Stored records
↓↓↓

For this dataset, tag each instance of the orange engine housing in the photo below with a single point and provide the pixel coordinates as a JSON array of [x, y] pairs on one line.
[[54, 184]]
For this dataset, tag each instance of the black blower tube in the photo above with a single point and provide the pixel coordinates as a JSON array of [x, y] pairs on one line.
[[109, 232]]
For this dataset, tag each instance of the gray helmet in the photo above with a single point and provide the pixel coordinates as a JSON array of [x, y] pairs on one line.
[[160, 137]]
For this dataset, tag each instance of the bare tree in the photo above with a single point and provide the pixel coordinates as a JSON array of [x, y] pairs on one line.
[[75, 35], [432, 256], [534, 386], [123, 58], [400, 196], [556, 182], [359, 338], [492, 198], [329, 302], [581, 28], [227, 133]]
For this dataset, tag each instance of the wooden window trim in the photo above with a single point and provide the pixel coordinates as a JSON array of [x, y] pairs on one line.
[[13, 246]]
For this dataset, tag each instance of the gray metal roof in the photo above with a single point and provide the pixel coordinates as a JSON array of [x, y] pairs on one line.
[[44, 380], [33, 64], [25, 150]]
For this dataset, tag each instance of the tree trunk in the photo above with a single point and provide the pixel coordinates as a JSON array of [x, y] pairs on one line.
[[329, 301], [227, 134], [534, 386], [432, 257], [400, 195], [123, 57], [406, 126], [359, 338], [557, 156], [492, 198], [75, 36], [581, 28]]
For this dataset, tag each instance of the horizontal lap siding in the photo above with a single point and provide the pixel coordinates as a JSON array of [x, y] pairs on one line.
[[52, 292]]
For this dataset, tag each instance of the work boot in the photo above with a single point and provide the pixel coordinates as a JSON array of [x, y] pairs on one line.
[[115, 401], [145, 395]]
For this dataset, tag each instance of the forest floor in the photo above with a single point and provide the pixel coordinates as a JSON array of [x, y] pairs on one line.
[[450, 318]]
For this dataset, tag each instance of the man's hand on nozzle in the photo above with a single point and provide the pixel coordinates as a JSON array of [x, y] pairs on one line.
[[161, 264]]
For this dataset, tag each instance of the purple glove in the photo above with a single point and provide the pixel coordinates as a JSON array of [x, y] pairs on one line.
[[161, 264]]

↑↑↑

*Task description*. Each of the entries must be set down again exactly.

*Solution*.
For this dataset, tag each instance of the orange engine housing in the photo below with a single point and provide the pixel coordinates as a JSON array of [x, y] pairs on one line.
[[54, 184]]
For this dataset, tag each instance of the black blower tube in the photo above with a single point and provide the pixel coordinates as a JSON array of [x, y] pairs on one line.
[[109, 232]]
For this dataset, tag each instance of the gray helmet in the photo above with a single point and provide the pixel coordinates as a JSON array of [x, y] pairs on one line.
[[160, 137]]
For this dataset, tag each instance of the bare tree in the photo above with a single point and provide the pixel coordinates as a JSON array of [x, y] pairs on one line.
[[75, 35], [432, 256], [534, 386], [123, 58], [400, 196], [556, 182], [359, 338], [492, 198], [329, 302], [581, 28], [227, 133]]
For this dataset, tag each instance of the wooden window trim in the photo above with a single point and provide the pixel coordinates as a JSON array of [x, y] pairs on one line.
[[13, 246]]
For this dataset, tag each instance of the gray metal roof in the photo above with a single point and provide the pixel coordinates as a JSON array of [x, y] pairs on one line.
[[44, 380], [33, 64], [25, 150]]
For this dataset, tag each instance of the tree trunk in the photo above with a single point and provide the pixel coordinates as a JSON array of [x, y] pairs on one line.
[[329, 301], [227, 134], [534, 386], [432, 257], [400, 195], [123, 57], [406, 126], [359, 338], [557, 156], [492, 198], [75, 36], [581, 28]]
For this dataset, tag each instance of the horizontal lap siding in the photo above with a single point and provide the pixel coordinates as a JSON array of [x, y] pairs on one line.
[[52, 292]]
For this dataset, tag each instance of the work boot in the photo above with a single point and provide the pixel coordinates as a JSON array of [x, y] pairs on one line.
[[115, 401], [145, 395]]
For this dataset, tag each instance of the forest floor in the photo above with a single point and provide the pixel coordinates as a JSON array of [x, y] pairs on one line.
[[450, 318]]
For this dataset, tag each instance of the man's hand on nozzle in the photo above with a single point and provide the pixel coordinates as a JSON array of [x, y] pairs on one line.
[[161, 264]]
For this dataset, tag each instance of the purple glove in the photo above with a single point and provide the pixel coordinates as a JSON array of [x, y] pairs on one line.
[[161, 264]]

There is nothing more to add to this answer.